● **Work instructions**
Locate every line in the listing below that contains the word "sleeve" and copy each of those lines in full.
— BEGIN Items —
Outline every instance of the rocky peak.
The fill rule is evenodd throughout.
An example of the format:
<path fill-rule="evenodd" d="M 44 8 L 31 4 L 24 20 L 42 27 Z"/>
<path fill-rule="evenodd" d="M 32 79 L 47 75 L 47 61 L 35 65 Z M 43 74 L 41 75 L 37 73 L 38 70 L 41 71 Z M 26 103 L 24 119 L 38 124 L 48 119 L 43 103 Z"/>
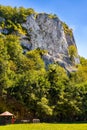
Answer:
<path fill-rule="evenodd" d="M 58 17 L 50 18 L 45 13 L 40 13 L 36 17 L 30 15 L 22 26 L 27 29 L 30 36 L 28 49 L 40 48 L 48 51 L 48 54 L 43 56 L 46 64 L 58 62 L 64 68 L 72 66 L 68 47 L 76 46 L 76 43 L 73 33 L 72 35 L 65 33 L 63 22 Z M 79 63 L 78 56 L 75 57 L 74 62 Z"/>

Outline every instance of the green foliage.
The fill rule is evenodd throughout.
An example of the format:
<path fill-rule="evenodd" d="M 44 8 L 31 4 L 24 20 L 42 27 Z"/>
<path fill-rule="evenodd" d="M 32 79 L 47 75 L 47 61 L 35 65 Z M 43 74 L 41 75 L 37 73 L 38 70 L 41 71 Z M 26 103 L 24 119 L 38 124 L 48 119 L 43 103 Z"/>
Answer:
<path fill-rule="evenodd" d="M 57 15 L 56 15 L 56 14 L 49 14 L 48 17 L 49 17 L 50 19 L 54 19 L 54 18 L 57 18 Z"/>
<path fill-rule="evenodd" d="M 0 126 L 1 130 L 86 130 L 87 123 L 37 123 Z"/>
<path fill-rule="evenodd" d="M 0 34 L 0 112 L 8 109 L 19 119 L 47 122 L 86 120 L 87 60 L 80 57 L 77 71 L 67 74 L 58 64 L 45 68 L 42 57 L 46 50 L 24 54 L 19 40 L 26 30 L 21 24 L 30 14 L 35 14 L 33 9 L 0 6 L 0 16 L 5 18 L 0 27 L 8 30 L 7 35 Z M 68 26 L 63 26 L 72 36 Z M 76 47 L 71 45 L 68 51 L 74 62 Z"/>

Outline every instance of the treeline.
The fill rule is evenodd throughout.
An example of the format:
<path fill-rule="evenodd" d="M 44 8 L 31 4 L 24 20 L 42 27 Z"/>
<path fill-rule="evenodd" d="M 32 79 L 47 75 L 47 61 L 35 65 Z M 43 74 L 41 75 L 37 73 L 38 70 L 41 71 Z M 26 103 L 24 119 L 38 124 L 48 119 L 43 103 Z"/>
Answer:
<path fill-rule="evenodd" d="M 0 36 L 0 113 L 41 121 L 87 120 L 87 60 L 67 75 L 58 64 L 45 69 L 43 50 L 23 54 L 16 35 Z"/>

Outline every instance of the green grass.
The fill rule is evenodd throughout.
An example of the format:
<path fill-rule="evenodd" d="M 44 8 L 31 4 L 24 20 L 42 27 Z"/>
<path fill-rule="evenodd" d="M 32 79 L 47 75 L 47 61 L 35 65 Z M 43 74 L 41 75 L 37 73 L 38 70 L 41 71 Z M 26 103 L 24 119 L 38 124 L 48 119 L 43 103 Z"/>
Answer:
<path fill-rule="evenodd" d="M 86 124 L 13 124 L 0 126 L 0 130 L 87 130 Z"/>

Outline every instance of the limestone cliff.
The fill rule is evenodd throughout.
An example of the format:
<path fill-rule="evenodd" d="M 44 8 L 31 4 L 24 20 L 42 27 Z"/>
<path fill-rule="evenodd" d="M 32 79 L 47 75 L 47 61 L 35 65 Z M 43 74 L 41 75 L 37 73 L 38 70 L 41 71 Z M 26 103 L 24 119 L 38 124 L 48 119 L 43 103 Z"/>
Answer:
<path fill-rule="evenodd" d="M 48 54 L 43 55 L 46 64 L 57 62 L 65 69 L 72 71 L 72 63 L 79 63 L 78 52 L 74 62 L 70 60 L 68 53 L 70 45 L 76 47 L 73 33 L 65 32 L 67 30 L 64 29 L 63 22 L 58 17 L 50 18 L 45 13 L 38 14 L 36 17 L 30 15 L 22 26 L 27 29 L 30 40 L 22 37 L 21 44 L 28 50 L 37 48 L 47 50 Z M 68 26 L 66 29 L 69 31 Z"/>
— END Items —
— BEGIN Items —
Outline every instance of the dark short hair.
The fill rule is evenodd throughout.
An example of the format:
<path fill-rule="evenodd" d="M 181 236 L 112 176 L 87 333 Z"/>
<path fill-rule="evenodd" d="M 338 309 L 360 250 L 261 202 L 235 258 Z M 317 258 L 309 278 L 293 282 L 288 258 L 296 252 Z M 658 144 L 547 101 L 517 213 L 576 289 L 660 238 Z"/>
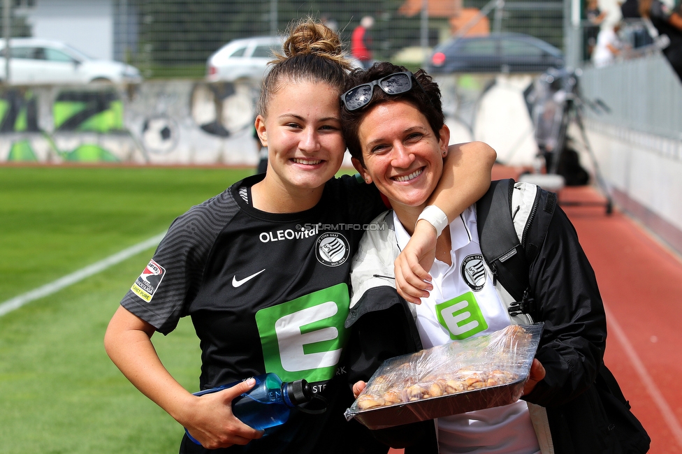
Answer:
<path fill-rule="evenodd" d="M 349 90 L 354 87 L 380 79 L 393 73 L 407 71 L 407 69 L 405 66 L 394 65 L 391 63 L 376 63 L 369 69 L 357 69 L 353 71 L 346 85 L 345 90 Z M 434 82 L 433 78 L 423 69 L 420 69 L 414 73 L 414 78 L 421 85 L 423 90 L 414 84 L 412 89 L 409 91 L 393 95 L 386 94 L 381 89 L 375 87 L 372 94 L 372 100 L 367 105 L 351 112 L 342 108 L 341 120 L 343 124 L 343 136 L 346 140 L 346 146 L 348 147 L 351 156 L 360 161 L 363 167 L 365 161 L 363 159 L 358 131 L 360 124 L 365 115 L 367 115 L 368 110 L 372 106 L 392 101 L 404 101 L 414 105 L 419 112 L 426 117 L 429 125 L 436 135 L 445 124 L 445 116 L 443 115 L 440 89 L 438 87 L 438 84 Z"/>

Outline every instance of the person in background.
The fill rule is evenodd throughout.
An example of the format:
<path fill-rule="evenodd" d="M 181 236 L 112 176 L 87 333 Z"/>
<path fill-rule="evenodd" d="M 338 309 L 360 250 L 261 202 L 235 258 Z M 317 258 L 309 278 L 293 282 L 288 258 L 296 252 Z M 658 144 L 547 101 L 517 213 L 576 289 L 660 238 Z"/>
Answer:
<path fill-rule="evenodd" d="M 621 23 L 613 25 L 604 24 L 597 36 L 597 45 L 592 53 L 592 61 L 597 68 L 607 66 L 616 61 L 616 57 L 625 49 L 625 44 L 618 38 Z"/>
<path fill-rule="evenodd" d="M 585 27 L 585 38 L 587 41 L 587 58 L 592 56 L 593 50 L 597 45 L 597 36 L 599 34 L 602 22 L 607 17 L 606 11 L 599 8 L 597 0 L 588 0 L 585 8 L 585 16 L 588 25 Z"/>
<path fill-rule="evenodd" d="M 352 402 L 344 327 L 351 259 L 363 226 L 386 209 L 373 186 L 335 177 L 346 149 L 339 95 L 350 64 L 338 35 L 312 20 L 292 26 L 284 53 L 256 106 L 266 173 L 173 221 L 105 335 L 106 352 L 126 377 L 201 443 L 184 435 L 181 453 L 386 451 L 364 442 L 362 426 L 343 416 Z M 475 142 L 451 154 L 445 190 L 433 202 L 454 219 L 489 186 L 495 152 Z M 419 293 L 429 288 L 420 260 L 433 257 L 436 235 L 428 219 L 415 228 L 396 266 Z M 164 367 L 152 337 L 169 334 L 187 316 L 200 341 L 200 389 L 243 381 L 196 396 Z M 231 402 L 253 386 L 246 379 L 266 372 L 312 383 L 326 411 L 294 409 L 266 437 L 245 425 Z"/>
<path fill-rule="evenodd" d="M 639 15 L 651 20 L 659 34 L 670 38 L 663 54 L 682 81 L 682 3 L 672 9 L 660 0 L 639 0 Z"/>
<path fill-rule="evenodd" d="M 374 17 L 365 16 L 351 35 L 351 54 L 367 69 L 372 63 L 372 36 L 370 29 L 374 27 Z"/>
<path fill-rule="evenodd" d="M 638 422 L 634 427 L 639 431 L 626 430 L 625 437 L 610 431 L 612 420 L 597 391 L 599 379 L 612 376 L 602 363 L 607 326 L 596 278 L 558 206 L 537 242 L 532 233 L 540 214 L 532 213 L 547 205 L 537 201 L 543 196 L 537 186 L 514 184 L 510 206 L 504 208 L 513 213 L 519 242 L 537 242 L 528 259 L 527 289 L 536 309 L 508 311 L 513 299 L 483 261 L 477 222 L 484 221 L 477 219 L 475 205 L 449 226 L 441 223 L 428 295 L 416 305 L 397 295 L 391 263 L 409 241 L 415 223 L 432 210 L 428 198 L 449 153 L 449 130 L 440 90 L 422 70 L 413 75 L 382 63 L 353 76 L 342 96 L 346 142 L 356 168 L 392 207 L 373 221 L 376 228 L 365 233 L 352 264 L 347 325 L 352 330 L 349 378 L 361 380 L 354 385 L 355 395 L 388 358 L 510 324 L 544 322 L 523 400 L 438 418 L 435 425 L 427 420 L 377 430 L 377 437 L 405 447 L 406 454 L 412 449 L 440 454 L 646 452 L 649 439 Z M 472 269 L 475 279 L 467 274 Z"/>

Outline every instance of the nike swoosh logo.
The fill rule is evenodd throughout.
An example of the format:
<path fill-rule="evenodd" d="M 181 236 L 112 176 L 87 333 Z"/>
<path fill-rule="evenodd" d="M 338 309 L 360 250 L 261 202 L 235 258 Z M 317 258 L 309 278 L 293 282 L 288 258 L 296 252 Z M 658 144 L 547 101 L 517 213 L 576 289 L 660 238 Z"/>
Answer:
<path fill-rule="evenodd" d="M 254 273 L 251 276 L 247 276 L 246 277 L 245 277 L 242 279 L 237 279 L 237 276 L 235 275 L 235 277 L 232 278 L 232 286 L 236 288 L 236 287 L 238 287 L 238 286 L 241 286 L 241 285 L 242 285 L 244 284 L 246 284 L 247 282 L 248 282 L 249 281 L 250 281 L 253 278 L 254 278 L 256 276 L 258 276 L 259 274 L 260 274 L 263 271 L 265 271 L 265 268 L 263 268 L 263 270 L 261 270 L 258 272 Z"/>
— END Items —
— BEGIN Items —
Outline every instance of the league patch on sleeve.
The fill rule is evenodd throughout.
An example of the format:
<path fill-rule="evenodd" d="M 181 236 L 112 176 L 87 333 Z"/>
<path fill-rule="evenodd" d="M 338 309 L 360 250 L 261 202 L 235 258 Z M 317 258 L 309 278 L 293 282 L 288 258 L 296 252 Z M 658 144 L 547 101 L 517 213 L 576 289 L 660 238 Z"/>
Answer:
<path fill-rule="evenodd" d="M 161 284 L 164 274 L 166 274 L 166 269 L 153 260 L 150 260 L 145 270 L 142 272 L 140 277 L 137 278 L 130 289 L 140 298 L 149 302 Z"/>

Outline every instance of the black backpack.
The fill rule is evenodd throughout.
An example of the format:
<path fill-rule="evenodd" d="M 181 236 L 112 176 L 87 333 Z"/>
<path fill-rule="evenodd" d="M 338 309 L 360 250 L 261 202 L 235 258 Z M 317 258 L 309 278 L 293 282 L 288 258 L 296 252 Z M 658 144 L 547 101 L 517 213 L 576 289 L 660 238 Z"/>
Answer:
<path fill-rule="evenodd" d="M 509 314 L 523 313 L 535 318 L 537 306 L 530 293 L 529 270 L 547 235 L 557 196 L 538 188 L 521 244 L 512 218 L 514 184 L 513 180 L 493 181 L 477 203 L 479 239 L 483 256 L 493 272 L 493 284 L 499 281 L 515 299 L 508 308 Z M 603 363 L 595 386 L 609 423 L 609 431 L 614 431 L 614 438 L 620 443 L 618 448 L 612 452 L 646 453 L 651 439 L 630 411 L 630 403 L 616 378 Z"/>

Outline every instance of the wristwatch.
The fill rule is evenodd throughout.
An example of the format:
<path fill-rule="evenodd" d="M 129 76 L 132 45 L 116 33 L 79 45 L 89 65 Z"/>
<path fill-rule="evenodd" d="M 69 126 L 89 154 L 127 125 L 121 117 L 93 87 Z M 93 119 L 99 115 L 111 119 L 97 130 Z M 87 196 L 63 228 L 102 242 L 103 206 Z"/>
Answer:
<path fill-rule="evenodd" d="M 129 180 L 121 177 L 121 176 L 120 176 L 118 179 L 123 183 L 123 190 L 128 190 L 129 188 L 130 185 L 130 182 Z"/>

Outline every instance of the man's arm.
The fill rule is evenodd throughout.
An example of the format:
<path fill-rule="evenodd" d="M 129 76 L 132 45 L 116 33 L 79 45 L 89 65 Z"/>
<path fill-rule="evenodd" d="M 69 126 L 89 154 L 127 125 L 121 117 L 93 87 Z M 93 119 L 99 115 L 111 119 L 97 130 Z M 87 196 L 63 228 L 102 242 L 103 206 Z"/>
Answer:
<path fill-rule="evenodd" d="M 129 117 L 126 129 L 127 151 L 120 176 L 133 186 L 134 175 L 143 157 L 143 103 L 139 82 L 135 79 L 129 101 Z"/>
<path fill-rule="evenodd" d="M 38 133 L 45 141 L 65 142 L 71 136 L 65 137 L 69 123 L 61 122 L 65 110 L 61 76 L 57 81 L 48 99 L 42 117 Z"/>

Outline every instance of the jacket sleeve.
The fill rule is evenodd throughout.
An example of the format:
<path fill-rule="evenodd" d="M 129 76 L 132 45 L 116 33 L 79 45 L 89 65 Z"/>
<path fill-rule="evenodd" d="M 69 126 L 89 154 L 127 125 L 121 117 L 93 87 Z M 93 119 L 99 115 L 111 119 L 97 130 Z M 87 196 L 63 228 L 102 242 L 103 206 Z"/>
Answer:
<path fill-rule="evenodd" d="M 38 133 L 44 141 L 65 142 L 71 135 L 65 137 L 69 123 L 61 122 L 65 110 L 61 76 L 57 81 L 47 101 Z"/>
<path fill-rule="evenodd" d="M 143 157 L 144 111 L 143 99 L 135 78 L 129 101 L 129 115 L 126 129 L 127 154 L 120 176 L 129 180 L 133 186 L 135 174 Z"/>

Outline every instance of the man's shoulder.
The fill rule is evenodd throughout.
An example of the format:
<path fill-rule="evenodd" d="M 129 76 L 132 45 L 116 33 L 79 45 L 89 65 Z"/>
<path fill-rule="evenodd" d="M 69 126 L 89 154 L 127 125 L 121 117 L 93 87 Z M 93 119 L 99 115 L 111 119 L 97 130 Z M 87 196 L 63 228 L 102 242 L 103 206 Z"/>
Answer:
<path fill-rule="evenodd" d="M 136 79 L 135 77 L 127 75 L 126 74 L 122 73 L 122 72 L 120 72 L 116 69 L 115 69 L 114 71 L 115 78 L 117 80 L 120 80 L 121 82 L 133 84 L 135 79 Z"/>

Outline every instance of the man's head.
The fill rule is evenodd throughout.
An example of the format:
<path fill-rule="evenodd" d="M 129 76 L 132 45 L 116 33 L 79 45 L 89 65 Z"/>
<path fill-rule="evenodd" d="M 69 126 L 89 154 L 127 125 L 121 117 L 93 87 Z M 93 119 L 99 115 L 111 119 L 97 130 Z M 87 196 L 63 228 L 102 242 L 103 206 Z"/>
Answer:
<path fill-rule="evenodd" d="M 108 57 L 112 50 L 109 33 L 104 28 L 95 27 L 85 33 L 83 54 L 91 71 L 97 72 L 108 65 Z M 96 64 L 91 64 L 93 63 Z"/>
— END Items —
● **Reply**
Outline every instance of the league patch on sleeve.
Outline every instance of the jacket sleeve.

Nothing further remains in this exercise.